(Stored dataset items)
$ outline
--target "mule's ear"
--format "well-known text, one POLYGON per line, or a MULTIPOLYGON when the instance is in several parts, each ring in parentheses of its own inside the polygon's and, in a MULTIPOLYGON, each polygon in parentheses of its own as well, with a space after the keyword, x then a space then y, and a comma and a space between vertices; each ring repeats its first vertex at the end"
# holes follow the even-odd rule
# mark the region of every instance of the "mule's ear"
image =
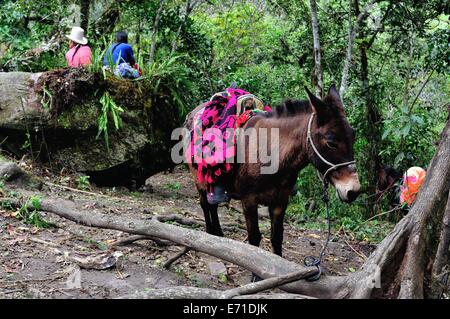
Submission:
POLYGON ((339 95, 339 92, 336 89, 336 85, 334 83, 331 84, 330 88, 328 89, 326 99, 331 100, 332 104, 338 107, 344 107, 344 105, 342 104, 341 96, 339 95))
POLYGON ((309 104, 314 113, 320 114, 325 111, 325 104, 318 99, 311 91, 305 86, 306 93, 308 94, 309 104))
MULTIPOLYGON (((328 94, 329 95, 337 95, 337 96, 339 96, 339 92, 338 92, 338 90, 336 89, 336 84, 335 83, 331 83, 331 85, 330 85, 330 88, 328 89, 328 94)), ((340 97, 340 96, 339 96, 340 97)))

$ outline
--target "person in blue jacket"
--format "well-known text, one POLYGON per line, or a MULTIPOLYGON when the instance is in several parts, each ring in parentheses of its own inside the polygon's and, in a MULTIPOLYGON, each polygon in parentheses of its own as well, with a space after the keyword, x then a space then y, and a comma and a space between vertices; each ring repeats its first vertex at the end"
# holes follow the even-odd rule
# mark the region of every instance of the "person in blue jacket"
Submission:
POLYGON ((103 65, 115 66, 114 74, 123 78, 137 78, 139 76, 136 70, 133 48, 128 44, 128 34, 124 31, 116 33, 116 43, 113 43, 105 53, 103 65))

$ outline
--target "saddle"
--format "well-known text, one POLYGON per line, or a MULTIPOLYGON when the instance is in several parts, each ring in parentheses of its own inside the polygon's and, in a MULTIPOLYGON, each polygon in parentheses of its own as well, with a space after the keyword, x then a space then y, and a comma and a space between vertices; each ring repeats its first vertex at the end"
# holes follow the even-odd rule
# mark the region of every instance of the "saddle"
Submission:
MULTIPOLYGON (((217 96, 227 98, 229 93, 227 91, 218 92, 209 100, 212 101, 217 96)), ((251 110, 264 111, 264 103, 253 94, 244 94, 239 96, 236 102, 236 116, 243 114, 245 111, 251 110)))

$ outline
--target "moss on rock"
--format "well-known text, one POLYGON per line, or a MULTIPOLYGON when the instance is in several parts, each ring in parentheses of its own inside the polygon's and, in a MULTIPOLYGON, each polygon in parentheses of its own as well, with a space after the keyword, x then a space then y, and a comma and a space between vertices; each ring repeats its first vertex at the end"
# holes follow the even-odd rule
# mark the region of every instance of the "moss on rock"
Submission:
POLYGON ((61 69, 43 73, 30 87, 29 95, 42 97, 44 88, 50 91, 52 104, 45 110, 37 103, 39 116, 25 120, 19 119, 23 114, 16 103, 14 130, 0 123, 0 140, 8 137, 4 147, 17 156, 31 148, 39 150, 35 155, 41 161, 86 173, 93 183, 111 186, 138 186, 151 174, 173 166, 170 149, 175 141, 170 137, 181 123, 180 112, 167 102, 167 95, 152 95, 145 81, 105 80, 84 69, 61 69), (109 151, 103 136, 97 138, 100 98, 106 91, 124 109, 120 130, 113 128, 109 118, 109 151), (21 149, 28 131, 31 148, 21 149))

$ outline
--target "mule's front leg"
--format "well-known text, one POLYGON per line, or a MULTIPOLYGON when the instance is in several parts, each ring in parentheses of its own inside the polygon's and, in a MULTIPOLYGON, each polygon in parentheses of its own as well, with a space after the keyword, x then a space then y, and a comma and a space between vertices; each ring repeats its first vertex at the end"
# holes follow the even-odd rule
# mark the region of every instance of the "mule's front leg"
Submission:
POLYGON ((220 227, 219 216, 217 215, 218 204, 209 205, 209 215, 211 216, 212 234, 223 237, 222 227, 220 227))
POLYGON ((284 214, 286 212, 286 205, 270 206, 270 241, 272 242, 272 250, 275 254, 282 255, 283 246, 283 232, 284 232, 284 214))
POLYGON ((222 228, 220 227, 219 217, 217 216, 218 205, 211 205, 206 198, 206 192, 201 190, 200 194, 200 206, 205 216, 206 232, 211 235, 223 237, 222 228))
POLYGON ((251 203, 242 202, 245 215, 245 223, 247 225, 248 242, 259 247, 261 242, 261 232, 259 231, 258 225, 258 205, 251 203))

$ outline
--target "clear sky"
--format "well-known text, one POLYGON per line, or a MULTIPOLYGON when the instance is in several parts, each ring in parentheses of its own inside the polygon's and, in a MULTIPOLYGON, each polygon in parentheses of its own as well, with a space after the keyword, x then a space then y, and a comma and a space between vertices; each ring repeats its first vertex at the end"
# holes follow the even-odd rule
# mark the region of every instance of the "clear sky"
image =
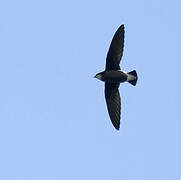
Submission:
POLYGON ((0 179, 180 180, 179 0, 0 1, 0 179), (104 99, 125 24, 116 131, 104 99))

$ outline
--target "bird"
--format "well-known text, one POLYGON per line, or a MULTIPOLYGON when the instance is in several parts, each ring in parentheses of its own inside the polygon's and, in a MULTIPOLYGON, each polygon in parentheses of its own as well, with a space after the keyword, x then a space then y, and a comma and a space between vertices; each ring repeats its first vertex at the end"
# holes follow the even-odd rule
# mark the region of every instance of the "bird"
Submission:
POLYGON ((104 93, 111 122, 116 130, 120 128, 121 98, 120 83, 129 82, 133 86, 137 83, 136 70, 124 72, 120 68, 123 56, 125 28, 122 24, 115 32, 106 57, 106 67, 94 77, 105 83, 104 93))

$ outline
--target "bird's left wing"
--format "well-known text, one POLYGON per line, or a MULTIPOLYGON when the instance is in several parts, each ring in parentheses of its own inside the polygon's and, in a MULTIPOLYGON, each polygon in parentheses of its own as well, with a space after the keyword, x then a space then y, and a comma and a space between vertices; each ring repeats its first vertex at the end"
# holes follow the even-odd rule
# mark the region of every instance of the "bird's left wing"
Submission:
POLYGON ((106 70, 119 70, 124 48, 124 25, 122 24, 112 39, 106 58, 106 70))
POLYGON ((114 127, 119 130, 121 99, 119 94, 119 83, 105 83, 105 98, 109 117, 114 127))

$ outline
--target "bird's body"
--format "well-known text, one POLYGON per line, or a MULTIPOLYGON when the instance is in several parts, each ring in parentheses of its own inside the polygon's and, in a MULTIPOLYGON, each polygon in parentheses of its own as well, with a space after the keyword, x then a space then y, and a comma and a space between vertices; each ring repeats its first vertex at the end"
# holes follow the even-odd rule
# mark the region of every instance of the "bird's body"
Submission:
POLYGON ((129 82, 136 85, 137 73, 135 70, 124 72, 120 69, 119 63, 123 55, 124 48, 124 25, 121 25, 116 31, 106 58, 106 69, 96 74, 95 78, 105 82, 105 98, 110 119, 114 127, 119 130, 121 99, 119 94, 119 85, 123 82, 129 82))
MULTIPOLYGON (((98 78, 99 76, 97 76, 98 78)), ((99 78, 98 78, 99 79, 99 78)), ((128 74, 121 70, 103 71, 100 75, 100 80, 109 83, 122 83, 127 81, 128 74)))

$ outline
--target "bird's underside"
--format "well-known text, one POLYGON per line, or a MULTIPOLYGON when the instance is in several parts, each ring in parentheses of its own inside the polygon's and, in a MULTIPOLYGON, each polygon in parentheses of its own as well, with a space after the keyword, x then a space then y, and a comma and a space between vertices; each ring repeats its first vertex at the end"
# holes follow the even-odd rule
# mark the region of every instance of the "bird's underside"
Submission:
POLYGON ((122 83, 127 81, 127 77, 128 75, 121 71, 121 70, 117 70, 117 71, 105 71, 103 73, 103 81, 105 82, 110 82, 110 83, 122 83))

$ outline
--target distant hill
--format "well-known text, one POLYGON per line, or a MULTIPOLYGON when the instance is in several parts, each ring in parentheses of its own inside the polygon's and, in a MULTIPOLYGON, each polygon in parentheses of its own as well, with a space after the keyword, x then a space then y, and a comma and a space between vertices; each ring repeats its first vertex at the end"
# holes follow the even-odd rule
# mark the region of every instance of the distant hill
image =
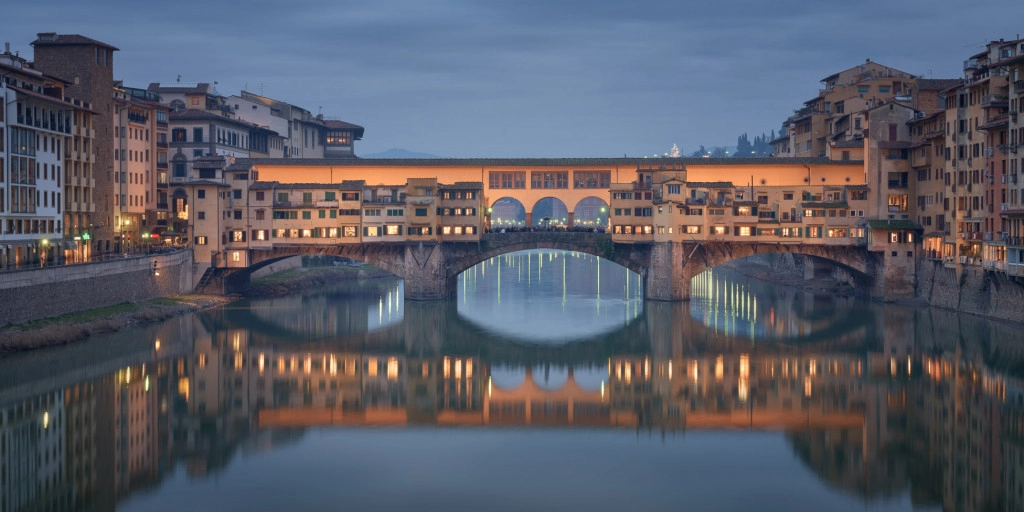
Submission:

What the task requires:
Nothing but a number is wanted: how many lines in the records above include "left".

Output below:
2